## Begin Material for the task

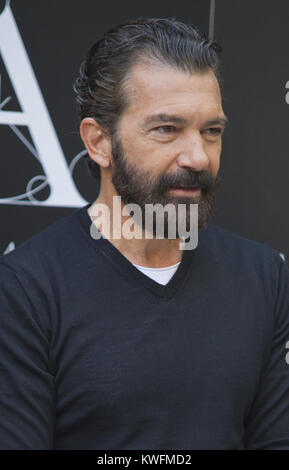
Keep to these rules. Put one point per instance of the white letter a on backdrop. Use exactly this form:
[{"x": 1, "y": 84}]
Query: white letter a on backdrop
[{"x": 35, "y": 116}]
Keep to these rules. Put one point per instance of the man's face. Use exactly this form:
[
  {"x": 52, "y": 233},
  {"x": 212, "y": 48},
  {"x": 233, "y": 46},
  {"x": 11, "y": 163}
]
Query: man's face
[{"x": 166, "y": 141}]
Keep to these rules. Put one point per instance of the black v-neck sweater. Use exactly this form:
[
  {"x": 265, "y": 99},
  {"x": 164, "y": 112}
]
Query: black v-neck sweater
[{"x": 96, "y": 355}]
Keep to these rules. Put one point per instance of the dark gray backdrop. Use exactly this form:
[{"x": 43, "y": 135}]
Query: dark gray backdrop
[{"x": 253, "y": 197}]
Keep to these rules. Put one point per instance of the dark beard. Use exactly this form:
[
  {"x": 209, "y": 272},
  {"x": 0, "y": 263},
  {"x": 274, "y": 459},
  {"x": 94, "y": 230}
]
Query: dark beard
[{"x": 137, "y": 187}]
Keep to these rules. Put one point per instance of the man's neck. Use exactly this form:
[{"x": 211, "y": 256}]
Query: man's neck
[{"x": 153, "y": 252}]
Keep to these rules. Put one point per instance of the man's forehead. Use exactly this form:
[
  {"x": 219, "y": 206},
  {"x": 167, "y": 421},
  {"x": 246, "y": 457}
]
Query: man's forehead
[{"x": 160, "y": 84}]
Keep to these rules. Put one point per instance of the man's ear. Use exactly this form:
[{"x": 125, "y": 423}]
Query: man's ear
[{"x": 97, "y": 142}]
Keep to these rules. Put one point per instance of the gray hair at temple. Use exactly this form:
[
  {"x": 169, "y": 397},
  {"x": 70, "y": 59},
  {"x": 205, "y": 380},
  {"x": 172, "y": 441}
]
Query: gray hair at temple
[{"x": 101, "y": 91}]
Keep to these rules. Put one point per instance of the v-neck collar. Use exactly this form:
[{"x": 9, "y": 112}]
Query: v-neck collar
[{"x": 127, "y": 269}]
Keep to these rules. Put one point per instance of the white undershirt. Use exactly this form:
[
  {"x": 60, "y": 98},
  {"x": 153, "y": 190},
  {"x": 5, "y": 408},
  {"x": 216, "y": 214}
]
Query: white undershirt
[{"x": 160, "y": 275}]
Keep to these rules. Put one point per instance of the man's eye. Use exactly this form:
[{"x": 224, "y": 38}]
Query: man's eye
[
  {"x": 215, "y": 130},
  {"x": 165, "y": 129}
]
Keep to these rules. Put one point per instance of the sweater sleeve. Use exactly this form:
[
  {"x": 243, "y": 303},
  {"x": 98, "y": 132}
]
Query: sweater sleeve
[
  {"x": 267, "y": 426},
  {"x": 26, "y": 383}
]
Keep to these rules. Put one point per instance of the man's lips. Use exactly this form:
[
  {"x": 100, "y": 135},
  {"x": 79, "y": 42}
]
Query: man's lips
[{"x": 186, "y": 191}]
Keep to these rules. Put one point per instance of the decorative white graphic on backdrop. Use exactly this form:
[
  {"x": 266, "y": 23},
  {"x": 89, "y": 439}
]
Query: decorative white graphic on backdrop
[{"x": 46, "y": 147}]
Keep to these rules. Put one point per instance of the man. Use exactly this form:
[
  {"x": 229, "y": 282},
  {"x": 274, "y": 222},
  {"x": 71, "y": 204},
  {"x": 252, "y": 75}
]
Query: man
[{"x": 134, "y": 343}]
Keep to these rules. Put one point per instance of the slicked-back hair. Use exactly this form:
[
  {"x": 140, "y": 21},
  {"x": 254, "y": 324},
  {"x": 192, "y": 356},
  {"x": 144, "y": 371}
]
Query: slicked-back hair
[{"x": 100, "y": 88}]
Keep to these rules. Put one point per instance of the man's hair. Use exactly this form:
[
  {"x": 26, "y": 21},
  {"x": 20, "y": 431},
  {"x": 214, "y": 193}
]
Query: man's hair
[{"x": 100, "y": 88}]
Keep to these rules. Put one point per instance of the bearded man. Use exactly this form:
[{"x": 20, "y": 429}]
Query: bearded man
[{"x": 120, "y": 342}]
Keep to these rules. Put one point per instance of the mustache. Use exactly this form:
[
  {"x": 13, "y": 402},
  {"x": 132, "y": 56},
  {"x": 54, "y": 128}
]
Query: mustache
[{"x": 189, "y": 180}]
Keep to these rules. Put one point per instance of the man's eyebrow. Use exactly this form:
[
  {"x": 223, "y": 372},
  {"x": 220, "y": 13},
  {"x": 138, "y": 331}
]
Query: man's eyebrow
[{"x": 162, "y": 117}]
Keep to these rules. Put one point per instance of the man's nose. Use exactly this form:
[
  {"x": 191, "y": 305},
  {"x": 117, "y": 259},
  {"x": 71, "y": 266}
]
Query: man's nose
[{"x": 193, "y": 154}]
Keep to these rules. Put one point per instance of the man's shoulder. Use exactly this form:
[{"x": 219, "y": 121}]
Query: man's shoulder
[{"x": 236, "y": 246}]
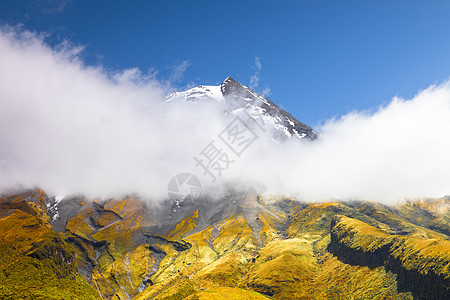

## End Material for the task

- Exercise details -
Recast all of the items above as a JSON list of strings, one string per line, with blank lines omitted. Leave the pictures out of your answer.

- Solution to the problem -
[
  "Keep to these rules. Put one point per instance of the white letter a on backdrop. Use exactly this form:",
  "[{\"x\": 1, \"y\": 84}]",
  "Query: white letter a on backdrop",
  "[{\"x\": 35, \"y\": 116}]",
  "Keep to these rules. Put one point per instance of the man's face. Use exactly this form:",
  "[",
  "  {\"x\": 52, \"y\": 233},",
  "  {\"x\": 212, \"y\": 48},",
  "  {\"x\": 233, \"y\": 46},",
  "  {\"x\": 11, \"y\": 163}",
  "]",
  "Query: man's face",
  "[{\"x\": 166, \"y\": 141}]",
  "Keep to these rules. Put one point per instance of the black v-neck sweater. Use exactly this form:",
  "[",
  "  {\"x\": 265, \"y\": 99},",
  "  {\"x\": 164, \"y\": 112}",
  "]",
  "Query: black v-neck sweater",
  "[{\"x\": 96, \"y\": 355}]",
  "Keep to these rules. Put one point per instance of the dark gray backdrop. Use exactly this form:",
  "[{\"x\": 43, \"y\": 135}]",
  "Query: dark gray backdrop",
  "[{\"x\": 253, \"y\": 197}]",
  "Keep to these rules. Put one point per instance of the dark beard. Use exactly this form:",
  "[",
  "  {\"x\": 209, \"y\": 272},",
  "  {\"x\": 0, \"y\": 263},",
  "  {\"x\": 274, \"y\": 459},",
  "  {\"x\": 94, \"y\": 230}",
  "]",
  "Query: dark beard",
  "[{\"x\": 137, \"y\": 187}]",
  "Keep to these rules. Put one point per instance of the man's neck. Use exactly this form:",
  "[{\"x\": 211, \"y\": 256}]",
  "Query: man's neck",
  "[{\"x\": 153, \"y\": 252}]",
  "Keep to these rules. Put one point per instance of the man's forehead. Use exactly this form:",
  "[",
  "  {\"x\": 219, \"y\": 206},",
  "  {\"x\": 167, \"y\": 421},",
  "  {\"x\": 246, \"y\": 457}",
  "]",
  "Query: man's forehead",
  "[{\"x\": 160, \"y\": 84}]",
  "Keep to these rules. Put one point per instance of the man's ear. Use exactly this form:",
  "[{\"x\": 125, \"y\": 423}]",
  "Query: man's ear",
  "[{\"x\": 97, \"y\": 142}]",
  "Keep to these rules. Put one point per instance of the gray hair at temple. Use exactly this form:",
  "[",
  "  {\"x\": 169, \"y\": 397},",
  "  {\"x\": 70, \"y\": 59},",
  "  {\"x\": 205, \"y\": 380},",
  "  {\"x\": 172, \"y\": 441}",
  "]",
  "Query: gray hair at temple",
  "[{\"x\": 101, \"y\": 91}]",
  "Keep to these rules. Put one point per instance of the v-neck collar. Use exactly this form:",
  "[{\"x\": 9, \"y\": 112}]",
  "Query: v-neck collar",
  "[{\"x\": 127, \"y\": 269}]",
  "Keep to these rules. Put one point per instance of the white undershirt. Use exactly this form:",
  "[",
  "  {\"x\": 60, \"y\": 98},",
  "  {\"x\": 153, \"y\": 190},",
  "  {\"x\": 5, \"y\": 408},",
  "  {\"x\": 216, \"y\": 214}",
  "]",
  "Query: white undershirt",
  "[{\"x\": 160, \"y\": 275}]",
  "Keep to these rules. Put one point per instance of the man's eye. Use exactly this form:",
  "[{\"x\": 224, \"y\": 38}]",
  "Query: man's eye",
  "[",
  "  {\"x\": 215, \"y\": 130},",
  "  {\"x\": 165, \"y\": 129}",
  "]",
  "Keep to these rules. Put one point per instance of the sweater sleeve. Use exactly this form:",
  "[",
  "  {\"x\": 243, \"y\": 303},",
  "  {\"x\": 98, \"y\": 132}",
  "]",
  "Query: sweater sleeve",
  "[",
  "  {\"x\": 267, \"y\": 426},",
  "  {\"x\": 26, \"y\": 383}",
  "]",
  "Keep to these rules. Put one point per instance of the man's lips. Use exactly this form:",
  "[",
  "  {\"x\": 100, \"y\": 135},",
  "  {\"x\": 79, \"y\": 42}",
  "]",
  "Query: man's lips",
  "[{\"x\": 186, \"y\": 191}]",
  "Keep to these rules. Put one point per instance of the decorative white graphic on backdrop. Use exactly this form:",
  "[",
  "  {\"x\": 266, \"y\": 23},",
  "  {\"x\": 89, \"y\": 439}",
  "]",
  "Query: decorative white graphic on backdrop",
  "[{\"x\": 46, \"y\": 147}]",
  "Keep to these rules. Put one point per instance of the man. Use exactly this form:",
  "[",
  "  {\"x\": 229, \"y\": 282},",
  "  {\"x\": 274, \"y\": 222},",
  "  {\"x\": 71, \"y\": 204},",
  "  {\"x\": 252, \"y\": 75}",
  "]",
  "Query: man",
  "[{\"x\": 134, \"y\": 343}]",
  "Keep to these rules. Put one point per instance of the slicked-back hair. Use exactly this form:",
  "[",
  "  {\"x\": 140, \"y\": 21},",
  "  {\"x\": 254, \"y\": 324},",
  "  {\"x\": 192, \"y\": 356},",
  "  {\"x\": 144, \"y\": 371}",
  "]",
  "Query: slicked-back hair",
  "[{\"x\": 100, \"y\": 88}]",
  "Keep to these rules. Put one point per instance of the man's hair. Use exactly this form:",
  "[",
  "  {\"x\": 26, \"y\": 21},",
  "  {\"x\": 20, \"y\": 431},",
  "  {\"x\": 214, \"y\": 193}",
  "]",
  "Query: man's hair",
  "[{\"x\": 100, \"y\": 88}]",
  "Keep to these rules. Put one point per instance of the bearded man. Use exactly this form:",
  "[{\"x\": 20, \"y\": 429}]",
  "Query: bearded man",
  "[{\"x\": 120, \"y\": 342}]",
  "Keep to these rules. Put one point per instance of the mustache. Use exactly this form:",
  "[",
  "  {\"x\": 13, \"y\": 402},",
  "  {\"x\": 132, \"y\": 56},",
  "  {\"x\": 54, \"y\": 128}",
  "]",
  "Query: mustache",
  "[{\"x\": 189, \"y\": 180}]",
  "Keep to these rules. Put one point per instance of the man's eyebrow. Use exactly this form:",
  "[",
  "  {\"x\": 223, \"y\": 372},",
  "  {\"x\": 220, \"y\": 13},",
  "  {\"x\": 138, \"y\": 331}",
  "]",
  "Query: man's eyebrow",
  "[{\"x\": 162, \"y\": 117}]",
  "Keep to these rules. Put one point per instance of the man's nose. Use exactly this form:",
  "[",
  "  {\"x\": 191, \"y\": 305},",
  "  {\"x\": 117, \"y\": 259},",
  "  {\"x\": 71, \"y\": 266}",
  "]",
  "Query: man's nose",
  "[{\"x\": 193, \"y\": 154}]",
  "Keep to these rules. Put one point per instance of the man's shoulder. Use exactly this form:",
  "[{\"x\": 219, \"y\": 121}]",
  "Query: man's shoulder",
  "[{\"x\": 236, \"y\": 246}]"
]